## START Dataset

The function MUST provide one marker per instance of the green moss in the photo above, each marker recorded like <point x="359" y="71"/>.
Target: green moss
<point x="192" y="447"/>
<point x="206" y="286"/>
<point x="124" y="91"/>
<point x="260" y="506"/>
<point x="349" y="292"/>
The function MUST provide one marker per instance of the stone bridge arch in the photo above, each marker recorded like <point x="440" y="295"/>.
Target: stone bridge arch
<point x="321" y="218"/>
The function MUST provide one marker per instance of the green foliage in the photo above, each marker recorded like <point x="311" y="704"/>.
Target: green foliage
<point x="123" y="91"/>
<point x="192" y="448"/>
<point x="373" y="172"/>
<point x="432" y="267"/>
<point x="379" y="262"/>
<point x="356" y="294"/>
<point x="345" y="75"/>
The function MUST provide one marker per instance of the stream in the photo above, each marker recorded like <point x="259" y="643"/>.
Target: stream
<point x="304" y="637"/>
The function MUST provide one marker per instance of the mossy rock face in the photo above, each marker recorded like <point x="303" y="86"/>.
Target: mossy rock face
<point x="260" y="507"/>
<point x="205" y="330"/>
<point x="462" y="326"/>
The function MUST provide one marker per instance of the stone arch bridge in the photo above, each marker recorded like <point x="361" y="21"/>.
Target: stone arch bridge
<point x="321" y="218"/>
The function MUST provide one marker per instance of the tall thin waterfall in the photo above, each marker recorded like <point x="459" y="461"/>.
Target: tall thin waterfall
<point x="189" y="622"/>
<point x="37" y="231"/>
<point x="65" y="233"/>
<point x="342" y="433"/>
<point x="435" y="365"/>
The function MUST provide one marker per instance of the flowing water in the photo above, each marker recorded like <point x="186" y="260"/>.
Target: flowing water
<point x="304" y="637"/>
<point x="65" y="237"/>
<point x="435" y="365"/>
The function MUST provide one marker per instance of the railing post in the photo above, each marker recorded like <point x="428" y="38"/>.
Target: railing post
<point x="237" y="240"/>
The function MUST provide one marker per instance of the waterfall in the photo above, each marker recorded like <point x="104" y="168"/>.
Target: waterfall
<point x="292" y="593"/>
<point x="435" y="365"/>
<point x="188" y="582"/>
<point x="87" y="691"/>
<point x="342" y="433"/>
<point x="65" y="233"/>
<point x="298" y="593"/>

## END Dataset

→ Task to carry out
Reproduce every line from the one containing "The function MUST provide one marker per instance of the railing" through the end of the listing, inclusive, and shift each x and y coordinate in the answers by adding 78, leaving the coordinates in the requests unchanged.

→ Solution for this exercise
The function MUST provide one marker per instance of the railing post in the photo above, each marker recorded like <point x="428" y="38"/>.
Target: railing post
<point x="315" y="318"/>
The function MUST provide one marker per instance of the waterfall in the photo above, each marker recorded like <point x="104" y="168"/>.
Target: waterfall
<point x="370" y="671"/>
<point x="513" y="443"/>
<point x="266" y="660"/>
<point x="165" y="769"/>
<point x="420" y="511"/>
<point x="143" y="311"/>
<point x="376" y="671"/>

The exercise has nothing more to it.